Entradas de etiquetado de la posición de objetos
____________________
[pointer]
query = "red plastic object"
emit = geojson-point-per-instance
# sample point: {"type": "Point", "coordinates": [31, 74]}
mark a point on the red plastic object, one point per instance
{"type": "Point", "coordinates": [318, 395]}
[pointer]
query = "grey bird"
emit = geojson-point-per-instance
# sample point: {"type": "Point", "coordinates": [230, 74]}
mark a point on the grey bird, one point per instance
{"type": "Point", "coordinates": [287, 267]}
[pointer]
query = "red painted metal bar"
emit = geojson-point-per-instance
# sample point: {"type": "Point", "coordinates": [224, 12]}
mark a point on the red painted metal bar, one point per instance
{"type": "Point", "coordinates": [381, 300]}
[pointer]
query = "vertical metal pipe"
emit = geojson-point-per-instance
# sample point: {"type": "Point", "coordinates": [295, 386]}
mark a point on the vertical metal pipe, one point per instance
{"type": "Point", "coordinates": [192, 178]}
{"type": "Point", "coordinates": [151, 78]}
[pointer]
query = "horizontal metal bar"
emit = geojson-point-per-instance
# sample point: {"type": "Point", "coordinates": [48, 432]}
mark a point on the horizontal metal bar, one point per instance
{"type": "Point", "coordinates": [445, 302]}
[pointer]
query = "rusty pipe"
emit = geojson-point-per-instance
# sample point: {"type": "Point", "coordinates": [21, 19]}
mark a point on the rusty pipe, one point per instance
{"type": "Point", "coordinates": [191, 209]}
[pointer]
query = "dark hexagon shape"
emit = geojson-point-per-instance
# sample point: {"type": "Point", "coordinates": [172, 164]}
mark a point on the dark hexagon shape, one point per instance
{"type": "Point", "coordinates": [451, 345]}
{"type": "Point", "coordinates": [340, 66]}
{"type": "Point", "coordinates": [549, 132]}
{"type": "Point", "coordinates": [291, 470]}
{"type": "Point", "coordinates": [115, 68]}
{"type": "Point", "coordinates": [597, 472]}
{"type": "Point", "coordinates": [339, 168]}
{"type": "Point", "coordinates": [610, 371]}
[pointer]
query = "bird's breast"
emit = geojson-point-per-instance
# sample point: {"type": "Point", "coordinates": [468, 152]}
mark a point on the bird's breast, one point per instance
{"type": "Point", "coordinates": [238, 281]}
____________________
• [Solicitud escrita]: Enumera, copiándolas completas, todas las líneas de los ítems que contienen la palabra "vertical".

• [Respuesta correcta]:
query = "vertical metal pipe"
mark a point on the vertical metal pipe, one point per instance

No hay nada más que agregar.